PAGE TEXT START
Once the jury is fully constituted and empanelled, the judge's role becomes more complex. He or she must, while continuing to honor the parties' jury selections to the extent possible, shepherd the trial towards a verdict and respond to developments impairing the integrity of the proceeding. It is to meet these responsibilities arising only after empanelment that a judge is accorded new power pursuant to CPL 270.35 to discharge jurors who become unavailable for continued service, or who prove, based on information not disclosed during jury selection, to be grossly unqualified, or who have engaged in gross misconduct not necessitating a mistrial. These powers are uniquely keyed to the demands of an unfolding trial; they are completely unnecessary and therefore not afforded in the context of jury selection. But even if they were, they would not avail the People in their defense of the discharge at issue.

There is no suggestion that that discharge could have been supported upon the ground of gross misconduct and it is manifest that the juror was not grossly unqualified -- there is absolutely no indication that he was biased or incapable of rendering an impartial verdict. Nor does the record disclose any ground to suppose that he was "unavailable for continued service." It is true, of course, that he preferred not to remain on the jury. But that is a preference doubtless shared by very many jurors -- it cannot support an inference of unavailability unless the statute is to be read to require the wholesale discharge of sworn jurors (see People v Michael, 48 NY2d 1, 10 [1979]). Similarly inadequate to support an inference of unavailability was the circumstance that this juror would perhaps have been forced during the trial to choose between his employment and his civic obligations. Jurors routinely have this choice forced upon them and in making it suffer some economic loss and even some measure of hardship, but again, this cannot be deemed tantamount to unavailability pursuant to CPL 270.35; once a finding of unavailability is made, the court must under the statute discharge the juror and the practical result of mandated discharges based on such a common incident of jury service, would be the utter decimation of the jury pool. This juror was not by reason of his night time employment any more unavailable than a juror employed during the day. Indeed, the court's conclusion as to his unavailability appears to have been paradoxically premised upon the circumstance that the juror had an option ordinarily foreclosed to jurors with day jobs, i.e., temporarily discharging both his jury and employment duties. Manifestly the prospect that the juror might elect to do both did not render him unavailable. The expectation of the court should have been that this juror, like any other ordinarily employed person called to serve on a jury and selected for that purpose without mention of any hardship that such service would entail, would make the adjustments temporarily required to facilitate the discharge of his civic duty. This is particularly so since, as defendant's counsel noted, the trial was not expected to be lengthy.
PAGE TEXT END
DATASET EXTRACT START
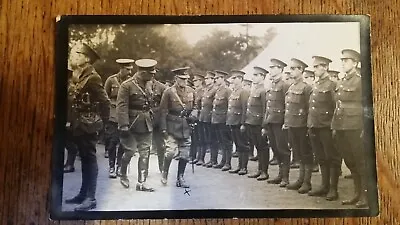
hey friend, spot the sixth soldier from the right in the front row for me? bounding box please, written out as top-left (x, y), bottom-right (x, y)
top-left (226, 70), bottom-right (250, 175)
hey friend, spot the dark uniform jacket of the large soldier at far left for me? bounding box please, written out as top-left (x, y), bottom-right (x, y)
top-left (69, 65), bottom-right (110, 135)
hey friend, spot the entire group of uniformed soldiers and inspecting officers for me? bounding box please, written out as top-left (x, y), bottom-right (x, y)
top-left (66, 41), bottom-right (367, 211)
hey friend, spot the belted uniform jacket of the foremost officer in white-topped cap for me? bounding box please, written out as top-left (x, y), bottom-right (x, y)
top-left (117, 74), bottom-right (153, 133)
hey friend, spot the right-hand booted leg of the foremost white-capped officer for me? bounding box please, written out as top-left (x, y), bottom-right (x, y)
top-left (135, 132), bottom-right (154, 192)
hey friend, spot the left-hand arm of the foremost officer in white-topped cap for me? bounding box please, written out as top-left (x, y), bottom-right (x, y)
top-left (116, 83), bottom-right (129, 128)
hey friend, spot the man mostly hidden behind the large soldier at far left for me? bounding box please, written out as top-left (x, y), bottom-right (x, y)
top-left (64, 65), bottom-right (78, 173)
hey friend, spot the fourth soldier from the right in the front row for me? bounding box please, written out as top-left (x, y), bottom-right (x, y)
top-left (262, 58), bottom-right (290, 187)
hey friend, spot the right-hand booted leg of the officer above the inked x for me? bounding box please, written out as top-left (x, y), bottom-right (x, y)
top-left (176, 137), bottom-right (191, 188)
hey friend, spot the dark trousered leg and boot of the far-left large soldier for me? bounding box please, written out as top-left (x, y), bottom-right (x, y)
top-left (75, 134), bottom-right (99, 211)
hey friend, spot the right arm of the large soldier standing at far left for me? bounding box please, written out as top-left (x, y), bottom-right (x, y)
DATASET EXTRACT END
● **ASSIGNED TASK 1**
Check each statement against the opinion on discharging a sworn juror, answering yes or no and quoting the words of the opinion that decide it. (a) The judge's power under CPL 270.35 to discharge jurors is also granted during jury selection. (b) The juror's night-time job made him more unavailable than a juror who works during the day. (c) Defendant's counsel noted that the trial was not expected to be lengthy.
● **ASSIGNED TASK 2**
Please carry on the opinion on discharging a sworn juror, starting right after its final sentence.

● **ANSWER BOX 1**
(a) No: "they are completely unnecessary and therefore not afforded in the context of jury selection."
(b) No: "This juror was not by reason of his night time employment any more unavailable than a juror employed during the day."
(c) Yes: "as defendant's counsel noted, the trial was not expected to be lengthy."

● **ANSWER BOX 2**
When all is said and done neither the applicable statute, CPL 270.15, nor its inapplicable cousin, CPL 270.35, furnishes a basis for this juror's discharge and the People are reduced to arguing not simply that the power of discharge afforded under the former is equal to that afforded under the latter, but that CPL 270.15 is not a limiting provision at all --that it simply states when a juror must be discharged, not when a juror may be discharged. Indeed, the People urge that a court should be deemed to possess inherent authority to discharge a sworn juror so long as there is a "valid, cogent reason," other than illness or incapacity. This, it appears despite the majority's disclaimer, is the position that this Court today embraces when it concludes that a court has discretion to discharge a sworn juror as unavailable because of competing work commitments. There was, after all, no other reason for the discharge. Contrary to the majority's suggestion, there is absolutely nothing in the record to suggest that the juror manifested any present incapacity; the discharge was based solely on the court's speculation that if the juror both worked and served on the jury he might not be attentive.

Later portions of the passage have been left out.